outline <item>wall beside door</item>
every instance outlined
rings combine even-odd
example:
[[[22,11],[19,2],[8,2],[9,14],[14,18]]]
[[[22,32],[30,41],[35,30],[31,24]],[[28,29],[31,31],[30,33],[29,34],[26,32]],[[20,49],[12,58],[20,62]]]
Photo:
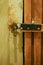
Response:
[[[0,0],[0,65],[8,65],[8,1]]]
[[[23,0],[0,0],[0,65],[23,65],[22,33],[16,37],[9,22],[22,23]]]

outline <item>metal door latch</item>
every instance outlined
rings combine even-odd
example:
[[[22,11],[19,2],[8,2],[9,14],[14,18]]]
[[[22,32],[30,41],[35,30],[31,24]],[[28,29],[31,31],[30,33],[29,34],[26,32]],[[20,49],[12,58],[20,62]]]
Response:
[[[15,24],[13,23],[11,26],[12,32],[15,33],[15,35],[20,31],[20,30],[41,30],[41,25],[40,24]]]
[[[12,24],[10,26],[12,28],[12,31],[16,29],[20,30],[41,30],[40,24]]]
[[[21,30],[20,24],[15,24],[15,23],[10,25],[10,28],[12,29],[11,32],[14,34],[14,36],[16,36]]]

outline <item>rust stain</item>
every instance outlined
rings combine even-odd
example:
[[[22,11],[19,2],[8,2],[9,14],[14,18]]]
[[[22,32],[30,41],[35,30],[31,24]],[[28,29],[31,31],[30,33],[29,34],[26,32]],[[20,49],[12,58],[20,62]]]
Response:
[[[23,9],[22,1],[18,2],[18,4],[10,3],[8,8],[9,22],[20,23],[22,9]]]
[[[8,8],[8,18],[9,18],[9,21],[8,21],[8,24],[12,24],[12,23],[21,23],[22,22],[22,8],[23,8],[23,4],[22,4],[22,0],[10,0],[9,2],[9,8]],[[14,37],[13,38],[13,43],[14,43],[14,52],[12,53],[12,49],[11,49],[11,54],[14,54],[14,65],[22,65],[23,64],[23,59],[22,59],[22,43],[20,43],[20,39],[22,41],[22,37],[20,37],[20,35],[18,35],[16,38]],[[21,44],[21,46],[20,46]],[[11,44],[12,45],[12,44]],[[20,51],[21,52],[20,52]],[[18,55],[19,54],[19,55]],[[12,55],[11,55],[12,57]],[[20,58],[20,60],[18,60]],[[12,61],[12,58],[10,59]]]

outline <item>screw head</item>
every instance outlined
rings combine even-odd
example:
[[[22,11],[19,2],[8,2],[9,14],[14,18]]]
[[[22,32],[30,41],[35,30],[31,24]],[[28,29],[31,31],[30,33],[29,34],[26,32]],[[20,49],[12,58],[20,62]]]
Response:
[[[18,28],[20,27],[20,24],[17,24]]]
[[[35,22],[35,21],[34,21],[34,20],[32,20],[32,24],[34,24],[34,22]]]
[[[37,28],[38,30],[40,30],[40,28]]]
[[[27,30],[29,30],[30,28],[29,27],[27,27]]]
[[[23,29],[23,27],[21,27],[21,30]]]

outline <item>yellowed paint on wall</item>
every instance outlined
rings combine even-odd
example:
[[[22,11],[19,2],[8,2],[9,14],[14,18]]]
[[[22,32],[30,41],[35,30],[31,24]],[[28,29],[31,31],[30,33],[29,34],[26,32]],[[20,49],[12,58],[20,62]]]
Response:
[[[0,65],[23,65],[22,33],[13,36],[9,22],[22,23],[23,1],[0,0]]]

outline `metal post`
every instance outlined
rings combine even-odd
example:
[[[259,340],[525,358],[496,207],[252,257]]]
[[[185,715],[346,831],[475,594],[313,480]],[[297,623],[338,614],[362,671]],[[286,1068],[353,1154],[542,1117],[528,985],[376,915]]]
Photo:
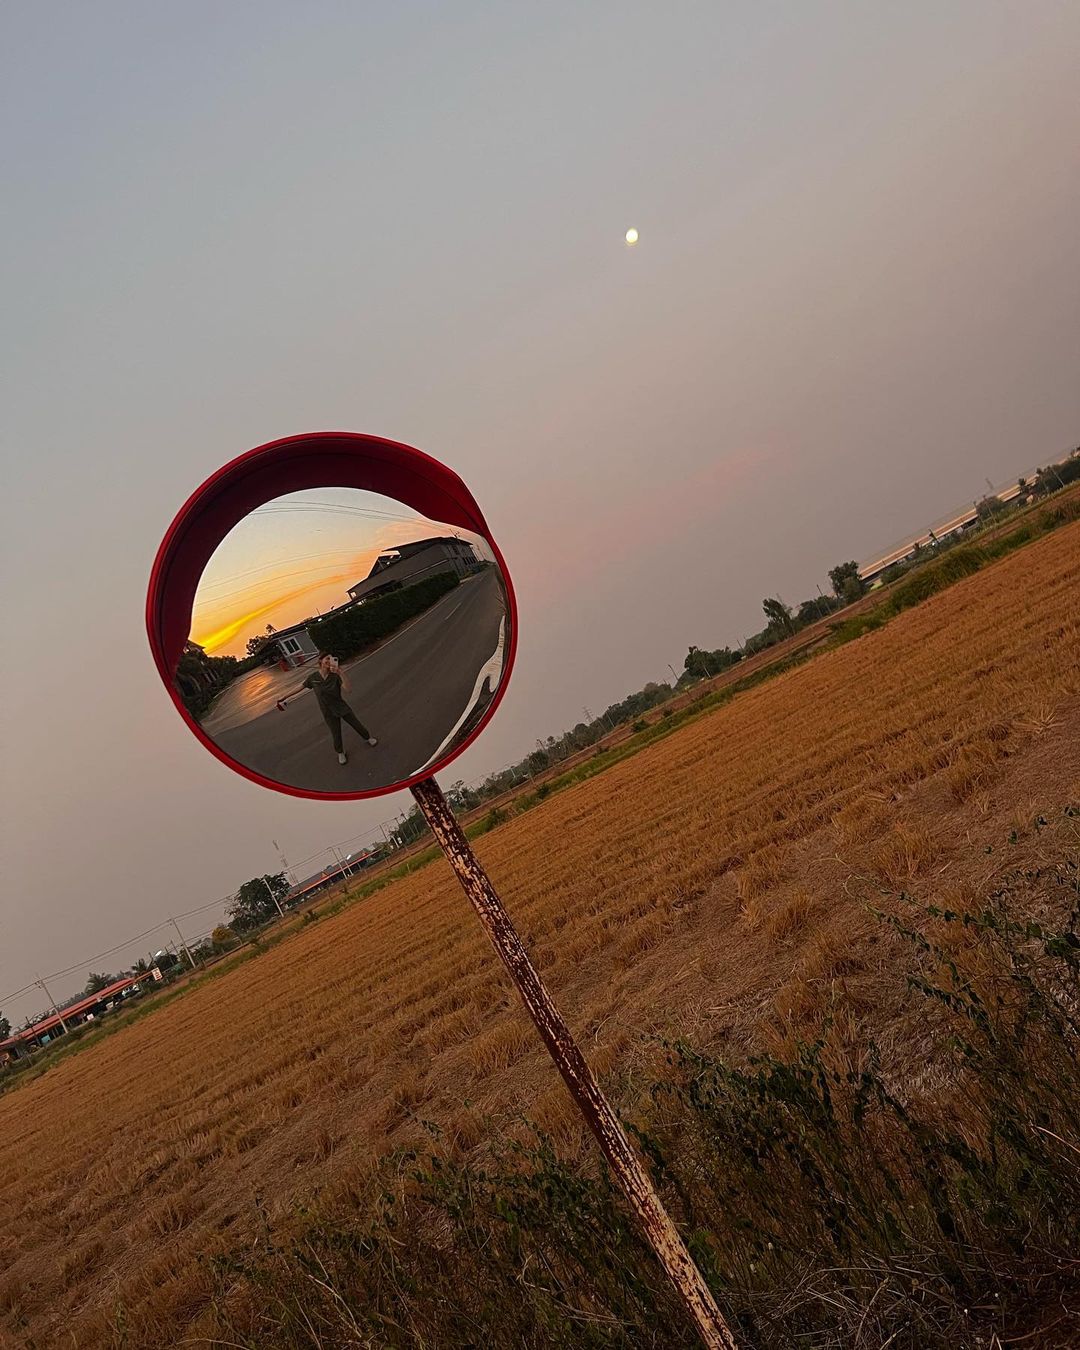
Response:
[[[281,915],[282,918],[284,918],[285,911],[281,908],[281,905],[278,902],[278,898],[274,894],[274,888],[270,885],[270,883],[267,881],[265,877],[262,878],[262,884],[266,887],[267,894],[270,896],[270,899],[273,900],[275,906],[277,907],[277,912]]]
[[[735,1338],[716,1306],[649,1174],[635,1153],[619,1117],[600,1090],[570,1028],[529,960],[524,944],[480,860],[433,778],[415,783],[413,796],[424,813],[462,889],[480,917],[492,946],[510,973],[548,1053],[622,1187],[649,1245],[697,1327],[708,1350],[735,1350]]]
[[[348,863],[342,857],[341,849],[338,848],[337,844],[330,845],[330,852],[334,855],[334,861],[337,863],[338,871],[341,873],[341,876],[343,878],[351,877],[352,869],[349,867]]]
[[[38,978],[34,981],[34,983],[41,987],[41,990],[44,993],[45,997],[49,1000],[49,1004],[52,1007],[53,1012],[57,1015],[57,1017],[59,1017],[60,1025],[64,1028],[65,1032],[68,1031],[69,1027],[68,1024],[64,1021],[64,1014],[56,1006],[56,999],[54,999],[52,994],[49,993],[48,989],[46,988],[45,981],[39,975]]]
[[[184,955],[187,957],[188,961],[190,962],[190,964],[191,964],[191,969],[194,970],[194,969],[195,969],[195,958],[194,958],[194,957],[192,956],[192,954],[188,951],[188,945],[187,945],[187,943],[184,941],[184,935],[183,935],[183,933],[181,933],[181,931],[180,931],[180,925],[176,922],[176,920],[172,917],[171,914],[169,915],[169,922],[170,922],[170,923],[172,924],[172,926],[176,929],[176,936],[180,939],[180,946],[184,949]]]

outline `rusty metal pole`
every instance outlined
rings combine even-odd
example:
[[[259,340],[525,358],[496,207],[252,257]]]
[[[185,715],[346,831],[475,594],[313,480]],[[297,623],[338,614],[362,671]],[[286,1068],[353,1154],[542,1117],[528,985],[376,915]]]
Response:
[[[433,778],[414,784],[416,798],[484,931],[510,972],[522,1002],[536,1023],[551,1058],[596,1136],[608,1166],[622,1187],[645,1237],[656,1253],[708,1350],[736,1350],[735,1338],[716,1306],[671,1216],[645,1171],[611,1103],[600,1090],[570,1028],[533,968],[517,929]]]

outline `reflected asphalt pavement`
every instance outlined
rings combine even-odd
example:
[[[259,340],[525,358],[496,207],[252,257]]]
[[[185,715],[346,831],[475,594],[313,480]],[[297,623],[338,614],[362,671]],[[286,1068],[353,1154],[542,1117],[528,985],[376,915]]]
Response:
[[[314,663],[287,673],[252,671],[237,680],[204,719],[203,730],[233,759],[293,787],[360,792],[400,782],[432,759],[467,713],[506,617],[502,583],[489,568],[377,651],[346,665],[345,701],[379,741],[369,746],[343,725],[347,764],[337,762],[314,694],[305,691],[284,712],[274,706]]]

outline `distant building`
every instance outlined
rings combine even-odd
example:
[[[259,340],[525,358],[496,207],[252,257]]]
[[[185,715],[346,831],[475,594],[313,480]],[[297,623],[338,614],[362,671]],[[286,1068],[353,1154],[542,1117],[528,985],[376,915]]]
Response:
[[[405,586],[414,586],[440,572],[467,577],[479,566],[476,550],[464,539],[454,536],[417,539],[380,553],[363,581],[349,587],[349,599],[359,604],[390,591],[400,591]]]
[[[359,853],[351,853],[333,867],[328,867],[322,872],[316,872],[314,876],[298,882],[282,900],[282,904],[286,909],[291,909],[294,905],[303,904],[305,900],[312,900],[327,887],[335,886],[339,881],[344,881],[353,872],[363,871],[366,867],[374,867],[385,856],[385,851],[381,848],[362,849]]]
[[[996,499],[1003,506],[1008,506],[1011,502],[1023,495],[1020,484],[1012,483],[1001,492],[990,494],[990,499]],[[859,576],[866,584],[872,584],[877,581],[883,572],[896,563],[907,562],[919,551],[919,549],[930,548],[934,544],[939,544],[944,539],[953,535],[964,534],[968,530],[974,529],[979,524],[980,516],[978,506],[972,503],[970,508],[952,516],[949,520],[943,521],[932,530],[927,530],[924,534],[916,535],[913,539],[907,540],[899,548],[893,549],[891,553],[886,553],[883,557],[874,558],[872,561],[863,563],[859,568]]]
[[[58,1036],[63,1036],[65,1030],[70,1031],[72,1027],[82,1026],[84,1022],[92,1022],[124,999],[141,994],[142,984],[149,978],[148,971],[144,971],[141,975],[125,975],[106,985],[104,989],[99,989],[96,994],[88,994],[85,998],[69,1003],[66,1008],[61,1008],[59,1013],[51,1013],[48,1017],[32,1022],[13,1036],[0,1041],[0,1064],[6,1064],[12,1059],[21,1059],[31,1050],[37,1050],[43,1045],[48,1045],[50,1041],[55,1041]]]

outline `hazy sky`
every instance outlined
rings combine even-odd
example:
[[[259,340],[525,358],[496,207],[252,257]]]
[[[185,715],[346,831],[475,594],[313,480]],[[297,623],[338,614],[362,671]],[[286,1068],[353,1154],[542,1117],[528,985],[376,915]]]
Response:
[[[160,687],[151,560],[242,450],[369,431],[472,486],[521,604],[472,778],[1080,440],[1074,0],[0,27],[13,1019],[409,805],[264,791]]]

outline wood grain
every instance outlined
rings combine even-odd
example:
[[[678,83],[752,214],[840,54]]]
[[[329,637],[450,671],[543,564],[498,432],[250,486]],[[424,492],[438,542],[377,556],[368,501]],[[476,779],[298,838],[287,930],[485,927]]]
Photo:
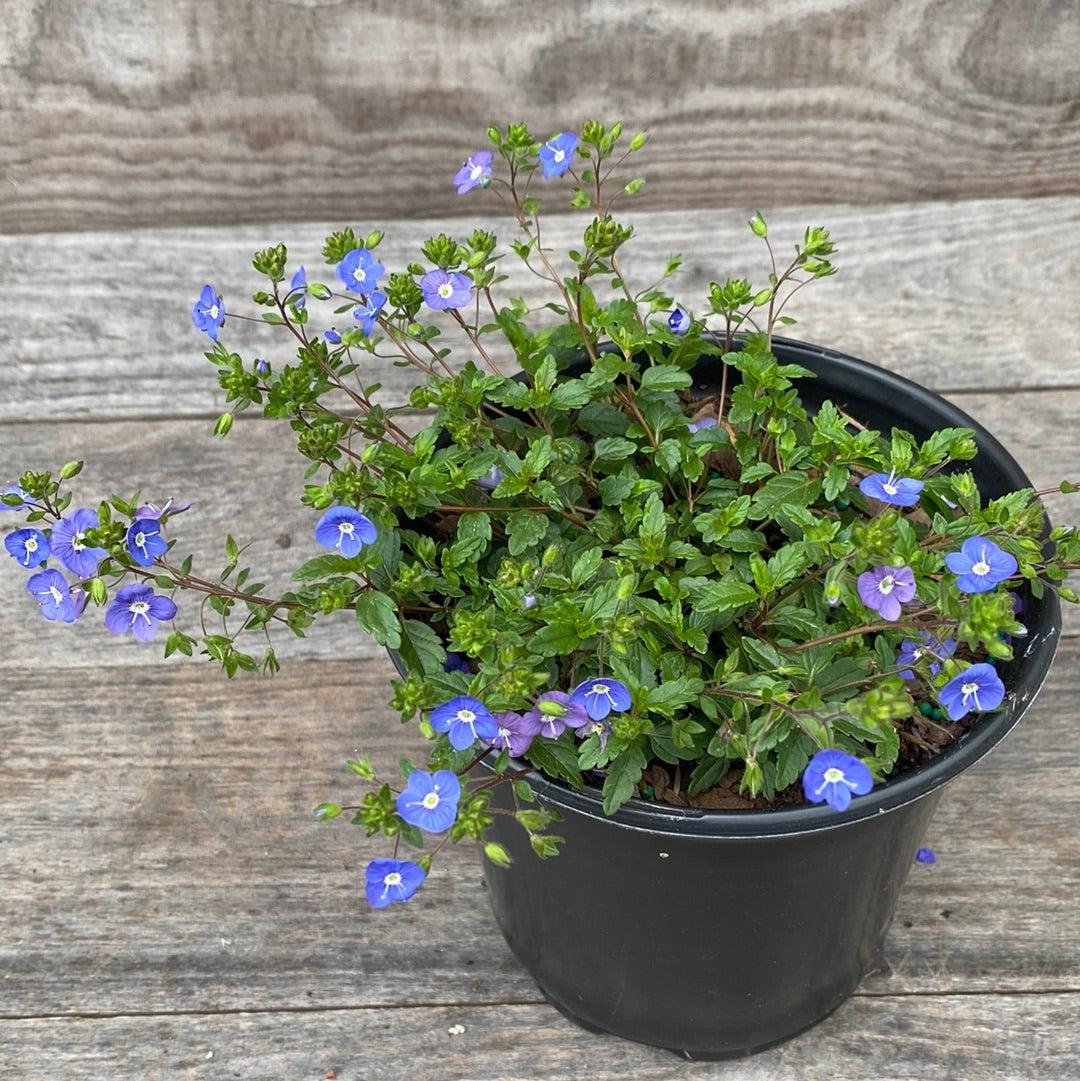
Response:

____________

_What needs to be done_: Lines from the entries that contain the string "metal" must be found and copied.

_Answer_:
outline <item>metal door latch</item>
outline `metal post`
outline `rusty metal pole`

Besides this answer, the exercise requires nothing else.